Dr. Vocke war überzeugt, dass der Kontakt zur Natur und viel Ruhe den Kranken helfen würden und verteilte zusammen mit dem Architekten Adolf Stauffer (Rosenheim) die benötigten Gebäude in Pavillonbauweise wie in einem Dorf. Jedes Haus wurde anders gestaltet. So entstanden 60 Gebäude mit 46 Krankenstationen, allgemeinen Abteilungen und zahlreichen Dienstwohnungen.
Ein Besucher schrieb nach seinem Besuch auf der Baustelle: „Ein Uneingeweihter käme beim Anblick der ganzen Anlage nicht auf den Gedanken, dass hier eine Anstalt für unglückliche Geisteskranke entsteht, sondern er würde glauben, dass hier eine neue Villensiedlung gebaut wird.“ (Richarz 1987, S. 32)

**BEREITGESTELLTE ANGABEN:**
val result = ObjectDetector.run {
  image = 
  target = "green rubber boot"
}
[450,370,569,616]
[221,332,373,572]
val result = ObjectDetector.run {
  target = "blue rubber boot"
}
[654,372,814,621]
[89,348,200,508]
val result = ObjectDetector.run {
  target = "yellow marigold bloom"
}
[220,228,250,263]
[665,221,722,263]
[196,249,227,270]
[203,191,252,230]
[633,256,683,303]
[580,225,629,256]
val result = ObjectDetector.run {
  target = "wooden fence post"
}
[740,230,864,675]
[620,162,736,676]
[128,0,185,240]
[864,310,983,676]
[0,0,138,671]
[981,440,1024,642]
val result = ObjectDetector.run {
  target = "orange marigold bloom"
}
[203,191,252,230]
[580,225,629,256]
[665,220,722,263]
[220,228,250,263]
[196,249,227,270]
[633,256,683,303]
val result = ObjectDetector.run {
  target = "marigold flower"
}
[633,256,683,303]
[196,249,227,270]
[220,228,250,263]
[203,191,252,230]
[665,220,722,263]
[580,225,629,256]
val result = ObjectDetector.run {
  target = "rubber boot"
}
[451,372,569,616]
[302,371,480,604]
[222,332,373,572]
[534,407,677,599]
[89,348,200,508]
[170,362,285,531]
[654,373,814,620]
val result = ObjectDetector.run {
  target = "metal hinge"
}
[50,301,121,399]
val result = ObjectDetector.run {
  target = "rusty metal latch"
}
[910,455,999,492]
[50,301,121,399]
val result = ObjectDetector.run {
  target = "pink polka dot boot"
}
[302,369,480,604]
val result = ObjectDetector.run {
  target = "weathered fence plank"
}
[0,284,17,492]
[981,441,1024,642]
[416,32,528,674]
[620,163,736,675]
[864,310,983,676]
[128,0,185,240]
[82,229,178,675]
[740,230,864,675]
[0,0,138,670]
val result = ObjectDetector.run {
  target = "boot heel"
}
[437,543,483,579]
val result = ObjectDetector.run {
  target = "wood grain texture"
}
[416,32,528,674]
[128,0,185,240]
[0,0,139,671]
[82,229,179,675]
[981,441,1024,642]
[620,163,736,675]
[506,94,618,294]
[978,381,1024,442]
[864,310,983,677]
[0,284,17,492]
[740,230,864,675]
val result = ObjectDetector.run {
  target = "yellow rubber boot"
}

**AUFGABENSTELLUNG:**
Mit welchem Architekten verteilte Dr. Vocke laut dem extrahierten Text die benötigten Gebäude?

**SCHRIFTLICHE LÖSUNG:**
Mit dem Architekten Adolf Stauffer.